No dia 03 de abril de 2016, foi realizado o XIX Exame da Ordem dos Advogados do Brasil (OAB). Uma das questões da prova abordou a temática do conflito entre a reivindicação do nome social por uma travesti e a utilização do registro civil. A elaboração de questões consoantes com demandas prementes da sociedade demonstra abertura e atenção a reivindicações historicamente negligenciadas pelo campo jurídico.
A Clínica de Direitos Humanos da Universidade Federal de Minas Gerais, enquanto programa de pesquisa e extensão voltado à promoção e à defesa dos direitos humanos, entende que o fomento à discussão e à reflexão obrigatória dos direitos das travestis proporcionado pela questão é digno de reconhecimento. Porém, o processo de diálogo constante é de fundamental importância, principalmente com os sujeitos com os quais lidamos em nossa prática jurídica cotidiana. Nesse sentido, embora se reconheça a iniciativa da Ordem, o enunciado carece de atenção pormenorizada, tendo em vista a realidade social que se pretendeu contemplar.
Eis a redação da questão 22: “Você, na condição de advogado, foi procurado por um travesti que é servidor público federal. Na verdade, ele adota o nome social de Joana, embora, no assento de nascimento, o seu nome de registro seja João. Ele gostaria de ser identificado no trabalho pelo nome social e que, assim, o nome social constasse em coisas básicas, como o cadastro de dados, o correio eletrônico e o crachá” (grifo nosso).

..........

ENUNCIADO —
Repita sem alterações o trecho do texto sobre o Exame da OAB que começa em "No dia 03 de" e vai até "pelo campo jurídico.", incluindo essas palavras. Não é preciso consultar os registros.

Dados de localização de pontos:
..........

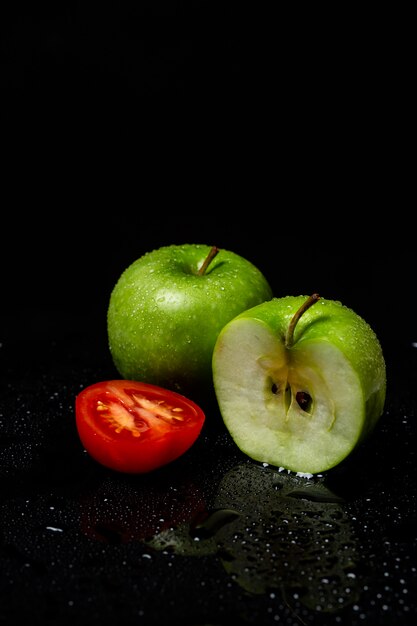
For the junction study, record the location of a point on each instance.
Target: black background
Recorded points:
(282, 136)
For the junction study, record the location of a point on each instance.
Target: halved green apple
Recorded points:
(299, 386)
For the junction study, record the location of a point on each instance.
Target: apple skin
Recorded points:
(336, 358)
(163, 318)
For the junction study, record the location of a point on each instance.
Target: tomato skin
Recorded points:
(135, 427)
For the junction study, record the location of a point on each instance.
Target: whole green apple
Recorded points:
(299, 386)
(168, 307)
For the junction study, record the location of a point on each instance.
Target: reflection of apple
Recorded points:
(168, 307)
(278, 533)
(299, 386)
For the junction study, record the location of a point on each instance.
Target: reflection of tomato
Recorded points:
(135, 427)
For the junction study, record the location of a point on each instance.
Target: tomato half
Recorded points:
(135, 427)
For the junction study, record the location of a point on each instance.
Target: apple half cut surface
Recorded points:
(299, 386)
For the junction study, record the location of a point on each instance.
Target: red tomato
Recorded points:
(135, 427)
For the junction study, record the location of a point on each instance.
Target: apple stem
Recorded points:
(213, 252)
(289, 338)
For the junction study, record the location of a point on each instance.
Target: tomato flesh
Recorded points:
(135, 427)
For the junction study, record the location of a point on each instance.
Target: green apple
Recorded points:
(299, 386)
(168, 307)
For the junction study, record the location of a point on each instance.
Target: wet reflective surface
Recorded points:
(214, 538)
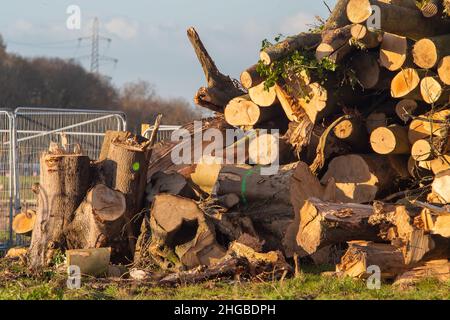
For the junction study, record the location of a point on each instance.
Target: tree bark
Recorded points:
(302, 41)
(63, 182)
(325, 223)
(221, 89)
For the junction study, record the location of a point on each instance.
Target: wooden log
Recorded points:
(221, 89)
(367, 38)
(412, 24)
(335, 44)
(368, 71)
(99, 222)
(263, 97)
(393, 51)
(241, 111)
(268, 148)
(427, 52)
(325, 223)
(361, 178)
(23, 223)
(181, 235)
(125, 170)
(353, 133)
(92, 262)
(406, 108)
(302, 41)
(436, 269)
(363, 254)
(338, 16)
(406, 84)
(390, 140)
(64, 181)
(444, 70)
(250, 78)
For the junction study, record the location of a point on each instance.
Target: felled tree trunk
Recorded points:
(362, 254)
(221, 89)
(125, 170)
(99, 222)
(324, 223)
(64, 181)
(181, 235)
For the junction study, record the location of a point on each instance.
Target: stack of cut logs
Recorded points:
(365, 163)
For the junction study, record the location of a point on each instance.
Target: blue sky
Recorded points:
(149, 36)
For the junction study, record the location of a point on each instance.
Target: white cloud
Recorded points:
(297, 23)
(122, 28)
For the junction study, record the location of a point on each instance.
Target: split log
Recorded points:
(431, 90)
(441, 186)
(181, 234)
(241, 111)
(367, 38)
(304, 185)
(221, 89)
(225, 268)
(361, 178)
(335, 44)
(362, 254)
(125, 170)
(393, 51)
(99, 222)
(412, 24)
(406, 84)
(390, 140)
(406, 108)
(436, 269)
(325, 223)
(92, 262)
(64, 181)
(263, 97)
(368, 71)
(23, 223)
(302, 41)
(444, 70)
(269, 148)
(250, 78)
(428, 52)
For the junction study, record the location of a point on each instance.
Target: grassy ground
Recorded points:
(15, 283)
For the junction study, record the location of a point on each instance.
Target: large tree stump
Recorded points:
(324, 223)
(99, 222)
(64, 181)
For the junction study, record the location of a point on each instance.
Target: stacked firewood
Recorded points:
(362, 123)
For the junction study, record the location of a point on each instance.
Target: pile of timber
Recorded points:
(363, 148)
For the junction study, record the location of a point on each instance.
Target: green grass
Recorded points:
(15, 283)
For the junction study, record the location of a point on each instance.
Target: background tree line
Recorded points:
(58, 83)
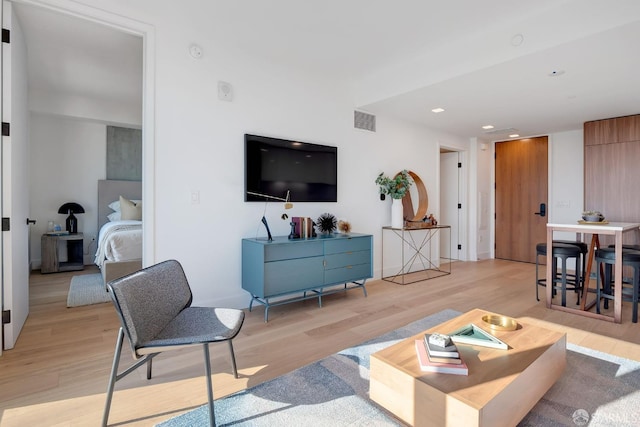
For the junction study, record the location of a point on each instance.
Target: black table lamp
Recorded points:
(71, 208)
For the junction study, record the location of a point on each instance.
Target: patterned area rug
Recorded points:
(596, 389)
(87, 289)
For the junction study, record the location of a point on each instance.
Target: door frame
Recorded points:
(463, 214)
(147, 33)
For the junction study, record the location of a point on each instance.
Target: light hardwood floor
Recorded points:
(57, 373)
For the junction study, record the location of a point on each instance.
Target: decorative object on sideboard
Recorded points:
(592, 216)
(287, 205)
(344, 226)
(71, 208)
(303, 227)
(421, 204)
(397, 187)
(327, 223)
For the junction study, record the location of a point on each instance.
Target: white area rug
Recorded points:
(87, 289)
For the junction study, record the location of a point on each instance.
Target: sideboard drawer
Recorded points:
(347, 274)
(347, 258)
(347, 244)
(281, 277)
(275, 252)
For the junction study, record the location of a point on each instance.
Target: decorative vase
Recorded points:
(397, 220)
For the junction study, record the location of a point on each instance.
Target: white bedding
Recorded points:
(119, 241)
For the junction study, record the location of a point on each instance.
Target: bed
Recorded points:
(119, 250)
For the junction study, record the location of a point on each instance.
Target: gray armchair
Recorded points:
(154, 306)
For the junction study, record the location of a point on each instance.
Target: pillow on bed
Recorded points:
(115, 206)
(130, 210)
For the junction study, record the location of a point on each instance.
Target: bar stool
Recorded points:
(630, 258)
(584, 250)
(563, 251)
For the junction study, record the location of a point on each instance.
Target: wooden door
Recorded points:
(521, 190)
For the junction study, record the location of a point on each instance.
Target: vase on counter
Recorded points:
(397, 213)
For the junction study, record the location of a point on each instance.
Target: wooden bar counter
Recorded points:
(616, 229)
(501, 388)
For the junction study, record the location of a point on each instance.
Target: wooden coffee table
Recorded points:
(501, 388)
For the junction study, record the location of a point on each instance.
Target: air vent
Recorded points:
(364, 121)
(507, 131)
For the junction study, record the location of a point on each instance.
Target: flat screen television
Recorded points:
(274, 166)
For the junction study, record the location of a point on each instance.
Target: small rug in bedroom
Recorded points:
(596, 389)
(87, 289)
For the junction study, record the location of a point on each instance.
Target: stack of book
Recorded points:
(438, 353)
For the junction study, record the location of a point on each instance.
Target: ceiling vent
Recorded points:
(364, 121)
(507, 131)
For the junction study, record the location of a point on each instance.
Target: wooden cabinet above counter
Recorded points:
(611, 131)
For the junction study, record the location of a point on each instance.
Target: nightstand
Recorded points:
(52, 247)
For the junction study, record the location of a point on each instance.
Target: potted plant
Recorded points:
(397, 188)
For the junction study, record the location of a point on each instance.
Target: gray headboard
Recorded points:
(111, 190)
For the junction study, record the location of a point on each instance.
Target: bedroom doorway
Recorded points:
(117, 23)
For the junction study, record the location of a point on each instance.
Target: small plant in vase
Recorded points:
(395, 187)
(326, 223)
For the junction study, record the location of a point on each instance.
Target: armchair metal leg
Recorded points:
(115, 376)
(233, 359)
(112, 377)
(207, 371)
(149, 368)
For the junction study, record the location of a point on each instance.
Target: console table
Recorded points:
(310, 267)
(419, 256)
(51, 247)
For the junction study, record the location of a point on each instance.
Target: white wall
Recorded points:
(15, 181)
(199, 147)
(566, 178)
(68, 157)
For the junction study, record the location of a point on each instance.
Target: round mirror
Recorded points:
(416, 201)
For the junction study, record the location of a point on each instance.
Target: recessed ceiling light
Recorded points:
(556, 73)
(517, 40)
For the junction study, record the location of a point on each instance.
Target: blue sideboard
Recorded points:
(310, 267)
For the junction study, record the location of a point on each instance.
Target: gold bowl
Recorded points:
(500, 323)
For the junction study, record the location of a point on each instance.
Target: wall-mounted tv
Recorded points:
(274, 166)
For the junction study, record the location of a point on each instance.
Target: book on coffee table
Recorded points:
(437, 351)
(427, 365)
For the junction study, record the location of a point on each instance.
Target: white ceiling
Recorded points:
(412, 55)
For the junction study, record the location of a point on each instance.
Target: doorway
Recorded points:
(452, 208)
(521, 189)
(145, 32)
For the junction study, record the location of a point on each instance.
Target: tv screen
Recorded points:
(274, 166)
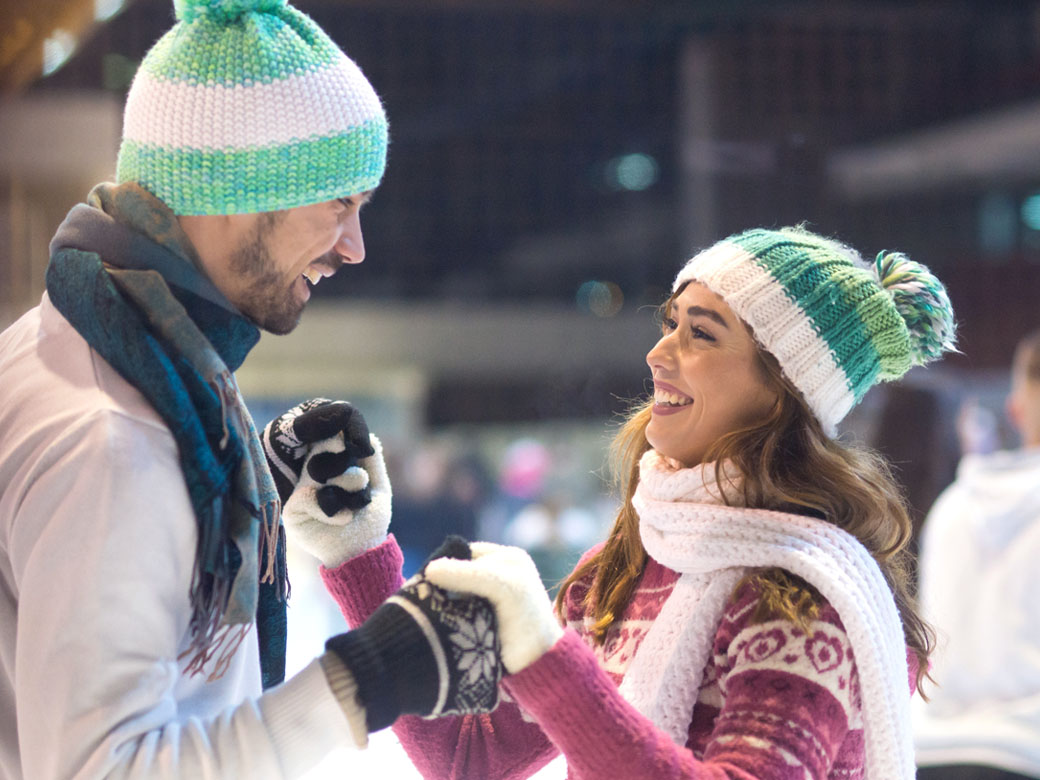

..........

RESPOSTA —
No dia 03 de abril de 2016, foi realizado o XIX Exame da Ordem dos Advogados do Brasil (OAB). Uma das questões da prova abordou a temática do conflito entre a reivindicação do nome social por uma travesti e a utilização do registro civil. A elaboração de questões consoantes com demandas prementes da sociedade demonstra abertura e atenção a reivindicações historicamente negligenciadas pelo campo jurídico.